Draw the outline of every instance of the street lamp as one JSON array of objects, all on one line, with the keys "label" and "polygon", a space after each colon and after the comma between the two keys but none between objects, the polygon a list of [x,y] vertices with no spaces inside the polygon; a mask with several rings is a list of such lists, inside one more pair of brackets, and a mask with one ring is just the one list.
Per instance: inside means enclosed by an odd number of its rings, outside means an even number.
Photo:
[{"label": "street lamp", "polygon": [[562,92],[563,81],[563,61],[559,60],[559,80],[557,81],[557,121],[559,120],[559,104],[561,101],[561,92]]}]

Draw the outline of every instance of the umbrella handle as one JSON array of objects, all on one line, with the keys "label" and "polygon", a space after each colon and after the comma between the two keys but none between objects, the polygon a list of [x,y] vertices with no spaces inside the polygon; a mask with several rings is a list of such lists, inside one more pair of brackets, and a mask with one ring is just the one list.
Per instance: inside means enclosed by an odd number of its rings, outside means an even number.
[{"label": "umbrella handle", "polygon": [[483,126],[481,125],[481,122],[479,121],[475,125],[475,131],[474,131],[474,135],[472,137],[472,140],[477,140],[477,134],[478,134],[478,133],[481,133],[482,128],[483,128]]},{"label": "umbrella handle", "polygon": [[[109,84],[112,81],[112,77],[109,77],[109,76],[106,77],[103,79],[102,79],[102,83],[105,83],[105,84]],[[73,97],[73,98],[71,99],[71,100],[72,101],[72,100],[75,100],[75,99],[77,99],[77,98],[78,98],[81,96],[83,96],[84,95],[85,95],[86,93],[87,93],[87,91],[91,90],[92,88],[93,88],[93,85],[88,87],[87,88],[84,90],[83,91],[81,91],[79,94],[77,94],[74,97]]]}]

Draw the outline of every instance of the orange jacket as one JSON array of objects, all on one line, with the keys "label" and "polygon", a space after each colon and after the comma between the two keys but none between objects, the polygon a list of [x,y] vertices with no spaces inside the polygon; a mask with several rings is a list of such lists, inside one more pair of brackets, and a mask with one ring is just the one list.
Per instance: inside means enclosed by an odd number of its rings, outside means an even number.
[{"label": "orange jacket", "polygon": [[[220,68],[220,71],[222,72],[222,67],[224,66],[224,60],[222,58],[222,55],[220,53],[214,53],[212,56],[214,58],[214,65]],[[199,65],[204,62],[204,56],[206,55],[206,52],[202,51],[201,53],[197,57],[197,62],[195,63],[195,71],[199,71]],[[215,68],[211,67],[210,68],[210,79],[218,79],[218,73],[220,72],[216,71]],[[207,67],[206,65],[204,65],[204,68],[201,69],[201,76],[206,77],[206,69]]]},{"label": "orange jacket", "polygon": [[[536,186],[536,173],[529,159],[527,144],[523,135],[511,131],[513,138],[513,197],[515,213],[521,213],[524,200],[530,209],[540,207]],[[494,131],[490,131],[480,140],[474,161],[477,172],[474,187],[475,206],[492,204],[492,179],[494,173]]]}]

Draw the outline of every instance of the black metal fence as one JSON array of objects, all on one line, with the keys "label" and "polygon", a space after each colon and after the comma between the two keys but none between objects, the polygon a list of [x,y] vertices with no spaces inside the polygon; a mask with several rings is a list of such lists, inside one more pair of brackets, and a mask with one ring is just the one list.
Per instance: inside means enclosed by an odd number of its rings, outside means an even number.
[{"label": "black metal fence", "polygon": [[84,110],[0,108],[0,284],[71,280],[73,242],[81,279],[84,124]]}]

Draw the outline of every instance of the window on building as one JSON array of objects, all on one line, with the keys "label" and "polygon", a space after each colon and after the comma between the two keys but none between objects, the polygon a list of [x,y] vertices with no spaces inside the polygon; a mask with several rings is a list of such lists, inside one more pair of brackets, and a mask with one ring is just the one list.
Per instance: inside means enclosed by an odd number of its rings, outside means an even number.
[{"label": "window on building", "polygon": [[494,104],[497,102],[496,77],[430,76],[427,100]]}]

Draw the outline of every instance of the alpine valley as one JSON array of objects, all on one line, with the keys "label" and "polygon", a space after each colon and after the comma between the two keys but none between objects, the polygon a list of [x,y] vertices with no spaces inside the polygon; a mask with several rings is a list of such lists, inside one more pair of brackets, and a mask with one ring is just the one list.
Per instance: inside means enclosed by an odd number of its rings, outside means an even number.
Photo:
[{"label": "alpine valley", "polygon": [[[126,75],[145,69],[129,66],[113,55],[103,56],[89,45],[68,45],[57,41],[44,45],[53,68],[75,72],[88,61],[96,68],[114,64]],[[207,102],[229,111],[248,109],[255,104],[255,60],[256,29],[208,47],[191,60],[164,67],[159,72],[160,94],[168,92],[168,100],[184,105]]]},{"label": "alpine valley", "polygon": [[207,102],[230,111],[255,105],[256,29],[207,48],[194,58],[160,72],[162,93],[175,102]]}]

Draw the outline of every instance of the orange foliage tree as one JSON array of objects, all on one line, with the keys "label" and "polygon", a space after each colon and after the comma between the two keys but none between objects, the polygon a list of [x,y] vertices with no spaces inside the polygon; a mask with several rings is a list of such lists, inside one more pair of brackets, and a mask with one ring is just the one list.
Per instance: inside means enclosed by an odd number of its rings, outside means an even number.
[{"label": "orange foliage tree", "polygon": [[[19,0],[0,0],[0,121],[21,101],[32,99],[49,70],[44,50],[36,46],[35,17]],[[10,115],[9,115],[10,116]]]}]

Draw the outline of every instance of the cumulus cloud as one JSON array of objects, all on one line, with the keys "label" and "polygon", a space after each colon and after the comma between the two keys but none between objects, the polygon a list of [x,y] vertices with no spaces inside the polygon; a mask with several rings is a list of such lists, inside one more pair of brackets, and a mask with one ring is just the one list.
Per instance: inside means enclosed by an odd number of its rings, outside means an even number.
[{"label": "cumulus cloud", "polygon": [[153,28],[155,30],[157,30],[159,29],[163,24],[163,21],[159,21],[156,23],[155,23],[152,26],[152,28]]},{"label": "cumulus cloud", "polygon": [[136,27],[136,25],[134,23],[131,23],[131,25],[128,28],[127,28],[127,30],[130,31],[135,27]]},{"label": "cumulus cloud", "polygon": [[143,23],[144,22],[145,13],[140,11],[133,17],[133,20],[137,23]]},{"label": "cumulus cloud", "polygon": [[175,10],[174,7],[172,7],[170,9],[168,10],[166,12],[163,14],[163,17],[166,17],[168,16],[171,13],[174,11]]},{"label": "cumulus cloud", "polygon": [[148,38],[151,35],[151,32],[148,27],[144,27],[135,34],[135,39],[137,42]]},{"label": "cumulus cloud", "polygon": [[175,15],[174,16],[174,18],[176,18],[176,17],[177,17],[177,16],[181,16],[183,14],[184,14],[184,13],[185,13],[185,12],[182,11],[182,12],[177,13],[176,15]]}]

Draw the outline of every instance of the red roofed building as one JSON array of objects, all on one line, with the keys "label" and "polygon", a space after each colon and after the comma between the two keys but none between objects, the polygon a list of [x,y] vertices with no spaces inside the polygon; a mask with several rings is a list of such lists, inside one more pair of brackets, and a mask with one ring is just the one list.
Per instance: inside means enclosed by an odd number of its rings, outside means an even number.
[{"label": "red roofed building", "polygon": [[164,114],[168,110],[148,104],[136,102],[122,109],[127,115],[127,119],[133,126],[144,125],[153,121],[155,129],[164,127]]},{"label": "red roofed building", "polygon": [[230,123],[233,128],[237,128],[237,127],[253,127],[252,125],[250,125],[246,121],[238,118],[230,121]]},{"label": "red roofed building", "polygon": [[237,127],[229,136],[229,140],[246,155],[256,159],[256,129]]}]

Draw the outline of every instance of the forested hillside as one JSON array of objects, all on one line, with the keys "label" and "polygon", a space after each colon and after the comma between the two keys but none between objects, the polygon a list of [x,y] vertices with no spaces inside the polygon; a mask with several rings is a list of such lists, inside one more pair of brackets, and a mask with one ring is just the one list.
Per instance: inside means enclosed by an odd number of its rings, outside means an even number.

PROBLEM REQUIREMENTS: Please change "instance" to "occurrence" in everything from the line containing "Draw the outline of every instance of the forested" down to the last of the lines, and give back only that stretch with nothing else altered.

CORRECT OUTPUT:
Draw the outline of every occurrence of the forested hillside as one JSON array of objects, all on one line, with the keys "label" and "polygon", a space after each colon and after the comma between the two keys but none between objects, the polygon a list of [x,y] vertices with no spaces inside the polygon; a mask with several rings is a list of such lists, inside one more pair of brackets, and a mask with one ring is just the one list.
Per occurrence: inside means enclosed by an odd number of its rings, outside means an even number.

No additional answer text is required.